• **Directions**
[1] Transcribe everything in the cervical cancer text from "In June 2006" down to "the first dose.".
[2] According to the cervical cancer text, how many shots make up the vaccine series, and over what period are they given?
[3] Take the text on cervical cancer and the HPV vaccine further, starting after its last sentence.

• **Exercise text**
• • •

Cervical cancer is cancer of the cervix which is the lower part of your uterus that enters into the vagina. It has been found that a virus called the Human Papillomavirus (HPV) is linked to cervical cancer. This virus has also been linked to genital warts and other less common genital cancers— including cancers of the anus, vagina, and vulva (area around the opening of the vagina).
There are about forty different types of HPV, each one carrying a different amount of risk of cervical cancer. The highest risk cervical cancer causing HPV strains are 16 and 18 which cause about 70% of all cervical cancers.2
Most women have no symptoms of cervical cancer therefore it is important to be regular with your pap smears to detect if you have early changes of this type of cancer.
In June 2006 the first vaccine to prevent cervical cancer and other diseases in females caused by certain types of genital Human Papillomavirus was released. The vaccine is called Gardasil® and it protects against four HPV types, which together cause 70% of cervical cancers and 90% of genital warts.2
The vaccine is currently recommended for all women 9 to 26 years of age. It is felt that the vaccine is most effective if given to non-sexually active women as women who are sexually active may have already been exposed to the virus strains covered in the vaccine. However, just because you are sexually active does not mean that you should not or cannot get the vaccine.
This vaccine comes in a series of three shots over a 6-month period. The second and third doses are given 2 and 6 months (respectively) after the first dose.
Because the vaccine does not protect against all types of HPV, it will not prevent all cases of cervical cancer or genital warts. About 30% of cervical cancers will not be prevented by the vaccine, so it will be important for women to continue getting screened for cervical cancer by getting regular Pap Smear tests. Also, the vaccine does not prevent about 10% of genital warts—nor will it prevent other sexually transmitted infections (STIs). So it will still be important for sexually active adults to reduce exposure to HPV and other STIs.1
This vaccine does not treat existing HPV infections, genital warts, pre-cancers or cancers.

• • •

[Point-per-instance localization data]
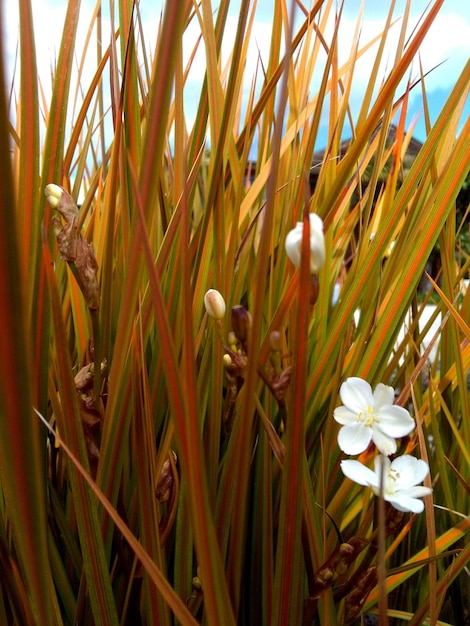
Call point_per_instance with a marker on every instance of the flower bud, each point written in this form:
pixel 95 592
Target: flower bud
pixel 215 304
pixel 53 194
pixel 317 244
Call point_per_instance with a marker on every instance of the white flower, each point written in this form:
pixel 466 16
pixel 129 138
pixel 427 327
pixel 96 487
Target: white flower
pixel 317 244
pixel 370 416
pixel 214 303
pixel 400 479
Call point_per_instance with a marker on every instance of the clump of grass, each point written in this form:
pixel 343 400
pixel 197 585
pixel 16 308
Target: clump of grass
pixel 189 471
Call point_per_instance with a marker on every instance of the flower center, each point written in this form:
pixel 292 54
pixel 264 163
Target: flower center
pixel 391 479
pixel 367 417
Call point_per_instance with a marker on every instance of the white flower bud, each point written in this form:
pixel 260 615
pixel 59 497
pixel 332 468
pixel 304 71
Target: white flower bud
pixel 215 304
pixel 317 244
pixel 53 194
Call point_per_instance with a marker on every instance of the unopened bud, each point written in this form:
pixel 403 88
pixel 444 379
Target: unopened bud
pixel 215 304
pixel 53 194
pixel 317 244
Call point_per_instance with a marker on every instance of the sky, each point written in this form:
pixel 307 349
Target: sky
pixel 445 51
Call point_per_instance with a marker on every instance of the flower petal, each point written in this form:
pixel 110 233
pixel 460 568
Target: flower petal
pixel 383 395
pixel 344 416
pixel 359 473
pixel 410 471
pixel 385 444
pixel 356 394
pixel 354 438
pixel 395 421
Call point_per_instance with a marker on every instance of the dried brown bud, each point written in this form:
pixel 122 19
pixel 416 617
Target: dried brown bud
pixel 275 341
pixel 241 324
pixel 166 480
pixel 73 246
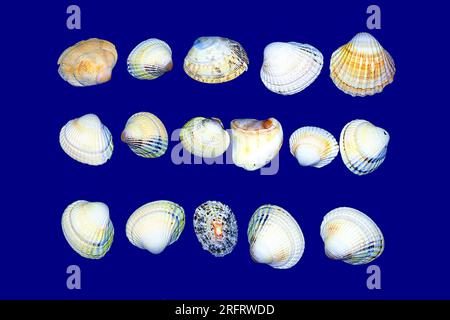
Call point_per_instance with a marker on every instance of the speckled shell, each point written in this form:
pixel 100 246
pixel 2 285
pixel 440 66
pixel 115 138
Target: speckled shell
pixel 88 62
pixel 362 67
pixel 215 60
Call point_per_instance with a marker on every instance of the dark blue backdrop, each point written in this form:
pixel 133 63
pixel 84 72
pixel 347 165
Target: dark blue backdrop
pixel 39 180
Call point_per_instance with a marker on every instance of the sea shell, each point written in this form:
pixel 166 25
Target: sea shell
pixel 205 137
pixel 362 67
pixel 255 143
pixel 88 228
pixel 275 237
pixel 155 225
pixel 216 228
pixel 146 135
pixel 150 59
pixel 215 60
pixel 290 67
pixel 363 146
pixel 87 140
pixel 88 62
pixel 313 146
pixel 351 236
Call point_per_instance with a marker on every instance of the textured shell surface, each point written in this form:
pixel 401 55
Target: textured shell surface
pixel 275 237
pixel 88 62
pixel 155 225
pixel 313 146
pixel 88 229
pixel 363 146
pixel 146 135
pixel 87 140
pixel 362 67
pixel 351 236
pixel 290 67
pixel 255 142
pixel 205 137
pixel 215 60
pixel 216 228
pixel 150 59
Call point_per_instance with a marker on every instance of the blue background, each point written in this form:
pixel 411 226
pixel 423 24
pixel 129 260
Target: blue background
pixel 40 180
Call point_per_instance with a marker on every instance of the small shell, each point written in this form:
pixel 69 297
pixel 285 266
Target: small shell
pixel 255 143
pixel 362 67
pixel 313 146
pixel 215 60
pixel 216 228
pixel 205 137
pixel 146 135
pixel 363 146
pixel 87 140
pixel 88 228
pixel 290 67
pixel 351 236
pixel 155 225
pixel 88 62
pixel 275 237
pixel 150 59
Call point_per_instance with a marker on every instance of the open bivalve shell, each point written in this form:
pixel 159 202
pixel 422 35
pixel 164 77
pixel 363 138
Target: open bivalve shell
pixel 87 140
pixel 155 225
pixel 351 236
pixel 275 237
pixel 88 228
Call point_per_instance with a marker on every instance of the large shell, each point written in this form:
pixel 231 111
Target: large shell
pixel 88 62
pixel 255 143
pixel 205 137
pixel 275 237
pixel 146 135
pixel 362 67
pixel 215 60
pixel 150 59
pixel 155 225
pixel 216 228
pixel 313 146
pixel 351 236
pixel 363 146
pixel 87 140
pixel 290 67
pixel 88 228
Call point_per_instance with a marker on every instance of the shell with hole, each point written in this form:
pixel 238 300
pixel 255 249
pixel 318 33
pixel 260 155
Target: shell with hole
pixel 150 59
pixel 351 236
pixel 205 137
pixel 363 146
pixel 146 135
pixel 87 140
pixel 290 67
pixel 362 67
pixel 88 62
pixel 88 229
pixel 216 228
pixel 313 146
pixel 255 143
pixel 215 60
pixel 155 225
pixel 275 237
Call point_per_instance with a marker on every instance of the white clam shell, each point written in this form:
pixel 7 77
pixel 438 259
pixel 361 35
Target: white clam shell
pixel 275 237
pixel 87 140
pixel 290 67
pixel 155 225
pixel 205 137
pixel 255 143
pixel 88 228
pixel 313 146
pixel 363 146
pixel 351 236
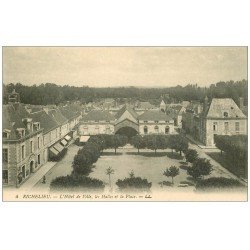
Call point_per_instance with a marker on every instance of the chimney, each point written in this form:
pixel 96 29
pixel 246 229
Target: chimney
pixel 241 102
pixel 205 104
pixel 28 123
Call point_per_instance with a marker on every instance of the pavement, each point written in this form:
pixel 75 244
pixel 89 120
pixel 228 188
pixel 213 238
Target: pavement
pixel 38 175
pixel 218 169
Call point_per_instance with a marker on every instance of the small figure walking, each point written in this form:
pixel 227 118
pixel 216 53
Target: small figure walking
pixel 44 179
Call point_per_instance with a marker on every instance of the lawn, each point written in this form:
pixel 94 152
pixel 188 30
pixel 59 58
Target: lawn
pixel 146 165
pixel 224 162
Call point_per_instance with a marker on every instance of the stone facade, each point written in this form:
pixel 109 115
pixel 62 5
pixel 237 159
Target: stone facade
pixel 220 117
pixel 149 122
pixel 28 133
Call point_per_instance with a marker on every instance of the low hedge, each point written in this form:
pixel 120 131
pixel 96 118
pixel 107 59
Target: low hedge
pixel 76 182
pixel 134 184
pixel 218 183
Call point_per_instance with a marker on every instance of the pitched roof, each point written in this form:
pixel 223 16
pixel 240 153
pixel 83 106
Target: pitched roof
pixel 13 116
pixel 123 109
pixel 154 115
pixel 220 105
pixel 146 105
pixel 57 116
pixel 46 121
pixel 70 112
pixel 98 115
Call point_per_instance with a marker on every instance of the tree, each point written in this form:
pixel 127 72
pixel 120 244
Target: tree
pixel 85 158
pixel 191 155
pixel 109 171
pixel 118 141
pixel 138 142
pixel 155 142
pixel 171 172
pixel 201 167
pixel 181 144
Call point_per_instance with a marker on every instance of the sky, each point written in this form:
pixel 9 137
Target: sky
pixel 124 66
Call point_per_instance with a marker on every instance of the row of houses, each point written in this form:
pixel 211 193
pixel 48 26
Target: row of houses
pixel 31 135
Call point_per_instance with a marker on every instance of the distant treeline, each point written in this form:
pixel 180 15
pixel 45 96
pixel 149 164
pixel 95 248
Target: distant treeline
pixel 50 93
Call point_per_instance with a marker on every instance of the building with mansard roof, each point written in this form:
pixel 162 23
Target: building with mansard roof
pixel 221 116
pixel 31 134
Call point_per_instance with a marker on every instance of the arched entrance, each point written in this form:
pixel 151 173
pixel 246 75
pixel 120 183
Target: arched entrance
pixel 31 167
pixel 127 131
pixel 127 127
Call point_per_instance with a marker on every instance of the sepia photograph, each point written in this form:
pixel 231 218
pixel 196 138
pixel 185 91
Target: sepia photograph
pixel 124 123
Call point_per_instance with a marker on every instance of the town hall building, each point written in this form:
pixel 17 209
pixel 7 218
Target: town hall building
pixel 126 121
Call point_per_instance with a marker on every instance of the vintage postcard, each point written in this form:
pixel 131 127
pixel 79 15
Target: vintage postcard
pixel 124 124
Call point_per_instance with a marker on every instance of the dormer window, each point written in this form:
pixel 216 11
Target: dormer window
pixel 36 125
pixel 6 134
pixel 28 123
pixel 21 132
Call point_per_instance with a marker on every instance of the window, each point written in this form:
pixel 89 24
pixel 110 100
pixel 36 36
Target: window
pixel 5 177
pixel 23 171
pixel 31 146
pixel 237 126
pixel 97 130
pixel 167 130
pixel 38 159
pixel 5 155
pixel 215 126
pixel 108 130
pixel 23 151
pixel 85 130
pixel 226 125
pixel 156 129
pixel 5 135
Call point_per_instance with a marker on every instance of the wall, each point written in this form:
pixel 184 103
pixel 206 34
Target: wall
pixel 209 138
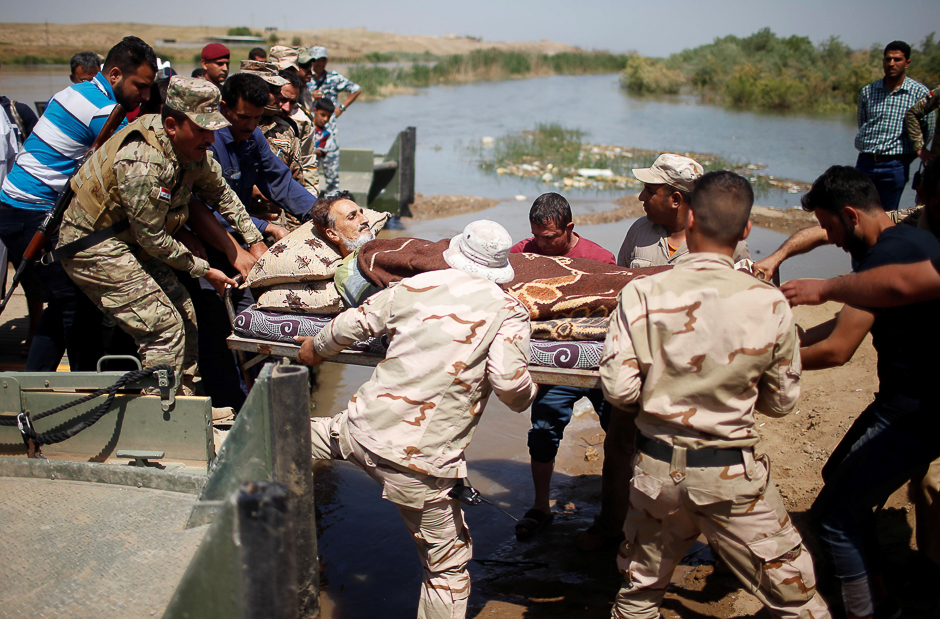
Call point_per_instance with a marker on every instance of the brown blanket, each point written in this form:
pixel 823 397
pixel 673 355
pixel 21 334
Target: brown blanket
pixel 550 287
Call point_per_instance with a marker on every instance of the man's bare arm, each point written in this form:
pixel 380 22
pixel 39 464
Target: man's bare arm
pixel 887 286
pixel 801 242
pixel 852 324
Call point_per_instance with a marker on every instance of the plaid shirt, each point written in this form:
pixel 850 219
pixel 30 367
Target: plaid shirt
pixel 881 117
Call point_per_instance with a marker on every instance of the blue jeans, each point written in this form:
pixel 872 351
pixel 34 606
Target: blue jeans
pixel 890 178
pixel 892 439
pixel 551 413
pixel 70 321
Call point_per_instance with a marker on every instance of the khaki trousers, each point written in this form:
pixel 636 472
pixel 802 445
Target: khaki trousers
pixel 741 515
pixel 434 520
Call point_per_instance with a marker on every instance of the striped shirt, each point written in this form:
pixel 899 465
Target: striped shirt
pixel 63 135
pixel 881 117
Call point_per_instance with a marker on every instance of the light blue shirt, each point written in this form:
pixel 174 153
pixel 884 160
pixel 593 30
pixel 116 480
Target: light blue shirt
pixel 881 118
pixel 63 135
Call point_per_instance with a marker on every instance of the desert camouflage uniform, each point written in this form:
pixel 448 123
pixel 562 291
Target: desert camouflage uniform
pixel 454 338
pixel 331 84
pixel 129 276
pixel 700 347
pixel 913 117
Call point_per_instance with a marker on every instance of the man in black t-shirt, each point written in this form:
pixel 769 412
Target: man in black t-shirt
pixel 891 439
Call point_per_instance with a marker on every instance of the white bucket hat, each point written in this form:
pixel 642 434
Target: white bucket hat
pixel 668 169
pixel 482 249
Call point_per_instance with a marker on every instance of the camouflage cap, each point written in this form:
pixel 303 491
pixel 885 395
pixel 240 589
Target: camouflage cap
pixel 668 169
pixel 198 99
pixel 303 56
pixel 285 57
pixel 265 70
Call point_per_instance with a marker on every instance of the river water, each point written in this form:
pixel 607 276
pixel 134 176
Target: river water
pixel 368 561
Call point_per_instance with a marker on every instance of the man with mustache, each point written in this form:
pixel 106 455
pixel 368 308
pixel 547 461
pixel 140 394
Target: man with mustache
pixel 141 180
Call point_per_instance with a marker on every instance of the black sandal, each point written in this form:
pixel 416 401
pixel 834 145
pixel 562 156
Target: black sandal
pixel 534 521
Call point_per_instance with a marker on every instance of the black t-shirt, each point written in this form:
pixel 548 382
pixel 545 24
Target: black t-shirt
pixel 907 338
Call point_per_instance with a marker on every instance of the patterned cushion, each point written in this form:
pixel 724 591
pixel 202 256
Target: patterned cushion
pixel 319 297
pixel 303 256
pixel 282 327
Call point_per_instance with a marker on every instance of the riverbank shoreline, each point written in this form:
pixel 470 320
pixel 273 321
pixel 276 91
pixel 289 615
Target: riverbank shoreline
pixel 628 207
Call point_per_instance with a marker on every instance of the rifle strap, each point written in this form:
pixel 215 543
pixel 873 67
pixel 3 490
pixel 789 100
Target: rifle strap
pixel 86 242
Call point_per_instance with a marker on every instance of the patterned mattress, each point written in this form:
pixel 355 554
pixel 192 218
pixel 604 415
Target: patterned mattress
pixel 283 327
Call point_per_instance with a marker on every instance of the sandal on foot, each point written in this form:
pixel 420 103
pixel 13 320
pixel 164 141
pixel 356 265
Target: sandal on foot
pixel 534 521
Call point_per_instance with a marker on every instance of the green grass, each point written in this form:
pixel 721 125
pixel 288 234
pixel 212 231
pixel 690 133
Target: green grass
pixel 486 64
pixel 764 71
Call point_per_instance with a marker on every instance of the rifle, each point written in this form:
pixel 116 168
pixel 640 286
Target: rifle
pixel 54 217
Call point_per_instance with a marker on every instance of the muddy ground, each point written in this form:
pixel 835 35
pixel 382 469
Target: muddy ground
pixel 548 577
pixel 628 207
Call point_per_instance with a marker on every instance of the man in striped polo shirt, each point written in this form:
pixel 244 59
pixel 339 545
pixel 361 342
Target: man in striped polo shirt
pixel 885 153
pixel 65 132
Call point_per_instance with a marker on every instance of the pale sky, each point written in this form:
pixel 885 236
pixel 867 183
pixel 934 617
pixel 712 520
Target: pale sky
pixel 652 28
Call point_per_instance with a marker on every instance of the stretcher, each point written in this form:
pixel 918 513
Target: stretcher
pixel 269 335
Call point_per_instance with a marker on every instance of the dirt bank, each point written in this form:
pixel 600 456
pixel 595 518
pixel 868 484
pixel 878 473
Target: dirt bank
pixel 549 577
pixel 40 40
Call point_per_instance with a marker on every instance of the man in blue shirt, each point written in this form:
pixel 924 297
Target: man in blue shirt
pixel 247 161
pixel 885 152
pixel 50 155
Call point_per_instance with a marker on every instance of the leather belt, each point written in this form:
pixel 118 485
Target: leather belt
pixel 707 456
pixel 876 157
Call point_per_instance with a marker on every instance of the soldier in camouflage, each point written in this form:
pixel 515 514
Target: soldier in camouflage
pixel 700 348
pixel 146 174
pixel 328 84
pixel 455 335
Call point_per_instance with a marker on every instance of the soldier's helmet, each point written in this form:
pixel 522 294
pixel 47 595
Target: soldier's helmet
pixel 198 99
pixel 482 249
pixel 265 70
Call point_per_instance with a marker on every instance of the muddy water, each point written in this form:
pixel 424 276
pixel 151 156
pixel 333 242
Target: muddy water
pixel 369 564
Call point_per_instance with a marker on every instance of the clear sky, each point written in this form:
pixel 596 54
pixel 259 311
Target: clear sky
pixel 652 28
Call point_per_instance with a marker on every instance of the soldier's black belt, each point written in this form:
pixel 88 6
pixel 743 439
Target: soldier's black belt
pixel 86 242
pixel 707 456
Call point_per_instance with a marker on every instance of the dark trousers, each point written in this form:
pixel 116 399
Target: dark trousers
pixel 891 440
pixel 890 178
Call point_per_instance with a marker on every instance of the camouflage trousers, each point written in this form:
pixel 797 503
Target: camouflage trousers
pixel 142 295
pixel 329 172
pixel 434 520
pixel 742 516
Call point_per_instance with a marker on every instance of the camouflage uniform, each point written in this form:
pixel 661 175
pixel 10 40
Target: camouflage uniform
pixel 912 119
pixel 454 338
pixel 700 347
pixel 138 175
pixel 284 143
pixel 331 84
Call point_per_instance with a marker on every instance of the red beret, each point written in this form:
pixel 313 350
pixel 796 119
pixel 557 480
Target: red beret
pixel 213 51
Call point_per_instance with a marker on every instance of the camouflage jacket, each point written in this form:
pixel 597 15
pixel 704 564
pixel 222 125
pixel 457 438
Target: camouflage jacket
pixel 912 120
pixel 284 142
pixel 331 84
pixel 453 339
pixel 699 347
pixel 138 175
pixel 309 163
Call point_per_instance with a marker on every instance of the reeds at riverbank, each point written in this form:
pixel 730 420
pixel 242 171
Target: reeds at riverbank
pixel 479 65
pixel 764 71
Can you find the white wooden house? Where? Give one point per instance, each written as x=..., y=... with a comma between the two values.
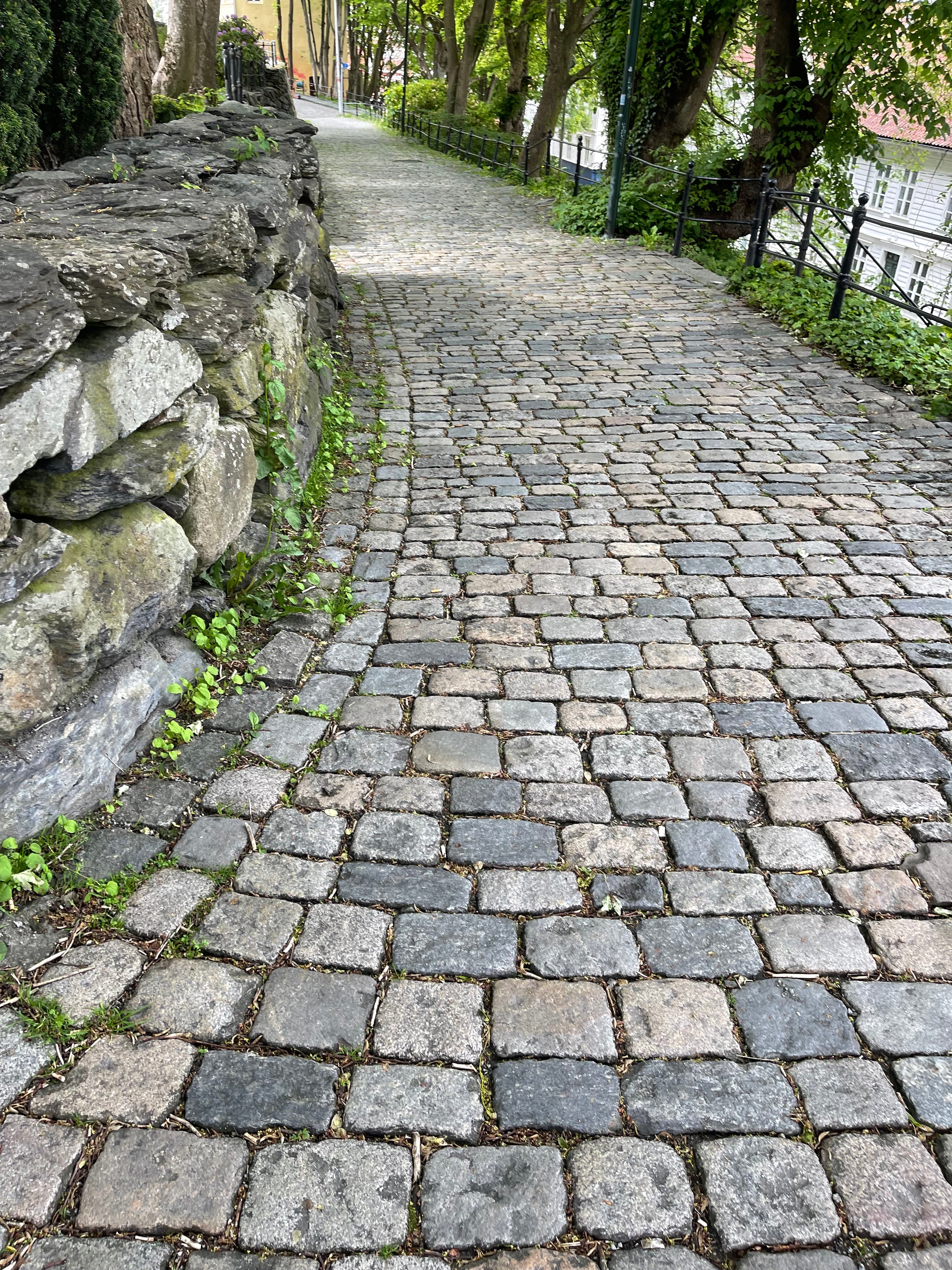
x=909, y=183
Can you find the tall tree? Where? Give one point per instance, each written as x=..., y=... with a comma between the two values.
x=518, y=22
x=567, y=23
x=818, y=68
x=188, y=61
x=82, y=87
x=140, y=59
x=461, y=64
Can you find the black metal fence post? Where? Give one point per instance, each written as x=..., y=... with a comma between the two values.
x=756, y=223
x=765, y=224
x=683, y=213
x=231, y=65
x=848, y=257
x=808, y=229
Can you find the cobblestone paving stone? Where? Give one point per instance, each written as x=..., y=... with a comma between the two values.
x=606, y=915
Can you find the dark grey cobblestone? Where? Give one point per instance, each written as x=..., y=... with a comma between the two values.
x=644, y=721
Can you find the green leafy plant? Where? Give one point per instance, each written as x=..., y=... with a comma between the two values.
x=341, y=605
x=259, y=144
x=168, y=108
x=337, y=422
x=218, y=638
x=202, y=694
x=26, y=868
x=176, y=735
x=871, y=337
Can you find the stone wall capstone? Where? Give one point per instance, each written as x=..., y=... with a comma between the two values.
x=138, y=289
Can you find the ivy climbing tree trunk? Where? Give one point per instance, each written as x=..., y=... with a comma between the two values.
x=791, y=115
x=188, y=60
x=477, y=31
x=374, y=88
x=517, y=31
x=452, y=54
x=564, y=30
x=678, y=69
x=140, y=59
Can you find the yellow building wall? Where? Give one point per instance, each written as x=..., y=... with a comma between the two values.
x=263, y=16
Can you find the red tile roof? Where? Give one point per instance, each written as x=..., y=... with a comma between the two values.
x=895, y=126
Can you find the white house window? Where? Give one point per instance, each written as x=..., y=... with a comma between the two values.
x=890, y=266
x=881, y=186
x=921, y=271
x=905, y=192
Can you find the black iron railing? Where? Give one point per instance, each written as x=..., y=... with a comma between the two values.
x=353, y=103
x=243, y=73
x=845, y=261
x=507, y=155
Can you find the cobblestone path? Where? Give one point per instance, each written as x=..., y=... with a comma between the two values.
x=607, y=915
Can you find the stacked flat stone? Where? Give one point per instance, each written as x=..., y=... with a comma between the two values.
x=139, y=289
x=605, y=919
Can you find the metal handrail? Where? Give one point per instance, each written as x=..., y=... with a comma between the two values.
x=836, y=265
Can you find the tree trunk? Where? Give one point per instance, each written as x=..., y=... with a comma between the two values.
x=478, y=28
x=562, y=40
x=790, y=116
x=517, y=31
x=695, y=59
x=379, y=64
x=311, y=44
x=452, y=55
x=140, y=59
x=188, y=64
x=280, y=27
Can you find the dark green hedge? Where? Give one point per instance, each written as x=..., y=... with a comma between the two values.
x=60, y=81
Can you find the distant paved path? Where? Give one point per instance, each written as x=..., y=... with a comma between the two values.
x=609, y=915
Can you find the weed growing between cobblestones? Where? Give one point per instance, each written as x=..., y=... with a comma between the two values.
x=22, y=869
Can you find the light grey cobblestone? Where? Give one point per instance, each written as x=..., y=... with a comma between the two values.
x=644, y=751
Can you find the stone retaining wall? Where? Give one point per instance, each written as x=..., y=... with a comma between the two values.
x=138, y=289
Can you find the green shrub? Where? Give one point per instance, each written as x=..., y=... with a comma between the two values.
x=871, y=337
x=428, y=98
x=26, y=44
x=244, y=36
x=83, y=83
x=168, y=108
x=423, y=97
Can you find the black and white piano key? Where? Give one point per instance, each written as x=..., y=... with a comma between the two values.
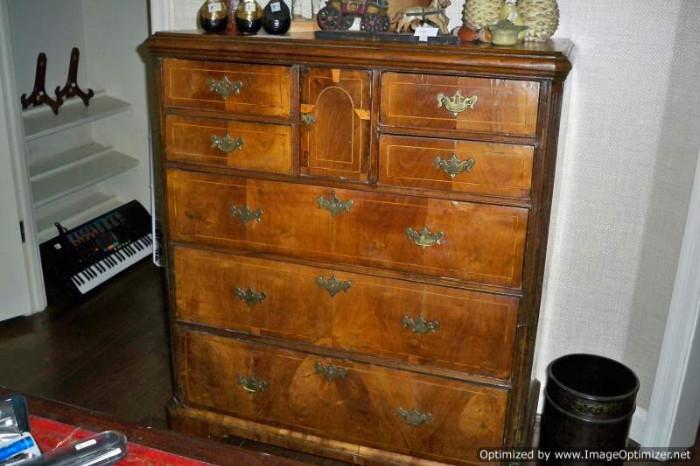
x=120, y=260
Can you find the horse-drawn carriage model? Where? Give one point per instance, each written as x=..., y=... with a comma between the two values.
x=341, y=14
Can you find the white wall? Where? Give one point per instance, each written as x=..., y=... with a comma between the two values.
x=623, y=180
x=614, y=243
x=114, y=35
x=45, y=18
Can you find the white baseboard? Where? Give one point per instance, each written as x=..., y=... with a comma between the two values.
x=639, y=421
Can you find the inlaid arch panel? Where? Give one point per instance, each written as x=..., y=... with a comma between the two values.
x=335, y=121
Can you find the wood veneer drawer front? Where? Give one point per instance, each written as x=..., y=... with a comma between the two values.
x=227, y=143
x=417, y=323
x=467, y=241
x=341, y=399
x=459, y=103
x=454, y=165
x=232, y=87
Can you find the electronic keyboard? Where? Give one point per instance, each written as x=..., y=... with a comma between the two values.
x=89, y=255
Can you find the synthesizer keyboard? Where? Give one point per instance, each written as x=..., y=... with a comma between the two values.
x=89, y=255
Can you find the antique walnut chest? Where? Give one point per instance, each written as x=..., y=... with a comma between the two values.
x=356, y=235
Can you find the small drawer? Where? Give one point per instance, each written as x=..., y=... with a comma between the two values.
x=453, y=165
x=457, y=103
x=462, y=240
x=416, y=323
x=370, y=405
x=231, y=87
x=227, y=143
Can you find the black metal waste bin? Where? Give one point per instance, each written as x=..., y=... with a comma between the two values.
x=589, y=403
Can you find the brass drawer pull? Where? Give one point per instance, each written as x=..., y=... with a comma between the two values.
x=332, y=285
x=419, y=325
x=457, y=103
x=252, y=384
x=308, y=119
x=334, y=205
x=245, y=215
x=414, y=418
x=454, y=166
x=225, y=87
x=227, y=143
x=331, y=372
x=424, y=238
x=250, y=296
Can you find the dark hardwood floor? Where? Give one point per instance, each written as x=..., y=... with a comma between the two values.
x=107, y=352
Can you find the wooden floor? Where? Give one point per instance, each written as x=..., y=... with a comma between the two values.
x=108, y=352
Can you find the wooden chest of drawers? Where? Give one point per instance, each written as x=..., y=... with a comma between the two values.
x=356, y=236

• • •

• **Answers in order**
[1]
In June 2006 the first vaccine to prevent cervical cancer and other diseases in females caused by certain types of genital Human Papillomavirus was released. The vaccine is called Gardasil® and it protects against four HPV types, which together cause 70% of cervical cancers and 90% of genital warts.2
The vaccine is currently recommended for all women 9 to 26 years of age. It is felt that the vaccine is most effective if given to non-sexually active women as women who are sexually active may have already been exposed to the virus strains covered in the vaccine. However, just because you are sexually active does not mean that you should not or cannot get the vaccine.
This vaccine comes in a series of three shots over a 6-month period. The second and third doses are given 2 and 6 months (respectively) after the first dose.

[2] Three shots over a 6-month period.

[3]
Am I at Risk of Having Cervical Cancer?
Women who are at risk of developing cervical cancer include those who:
-Have history of sexually transmitted diseases
-Have history of human papillomavirus (HPV) infection
-Smoke (While nicotine is not considered a causative agent, smoking may predispose a
woman to develop cervical cancer by lowering her immune system)
-Come from low socioeconomic status
-Have had two or more lifetime sexual partners
-Have a low immune system (example: have AIDS, are on chemotherapy)
How Can I Prevent Cervical Cancer?
-Abstinence: The only SURE way to prevent cervical cancer is abstaining from all sexual activity
Sexually active women can help prevent and/or decrease risk of cervical cancer by:
-Pap Smears: Getting regular Pap Smears from your physician
-Limit the number of sex partners as having more sexual partners puts you at a higher risk
of getting the virus
-Being in a mutually faithful relationship with someone who has had no other or few sex
partners, or by limiting their number of sex partners. But even persons with only one
lifetime sex partner can get HPV, if their partner has had previous partners.
-Using Condoms: It is not known how much protection condoms provide against HPV, since
areas that are not covered by a condom can be exposed to the virus. However, condoms
may decrease the risk of genital warts and cervical cancer. They can also reduce the risk
of HIV and some other Sexually Transmitted Infections, when used all the time and the
Where Do I Get the HPV Vaccine?
Ask your primary care doctor about whether you qualify to get the vaccine and if they carry it.
Also, contact your insurance company to see if they cover the vaccine cost. As of 3/2007 it costs approximately $120 for each shot ($360 for the series). Some states also provide free or low-cost vaccines at public health department clinics to people without health insurance coverage for vaccines.
Are There Any Precautions About the Vaccine?
Women who are pregnant or are allergic to any component of the vaccine should not receive this vaccine.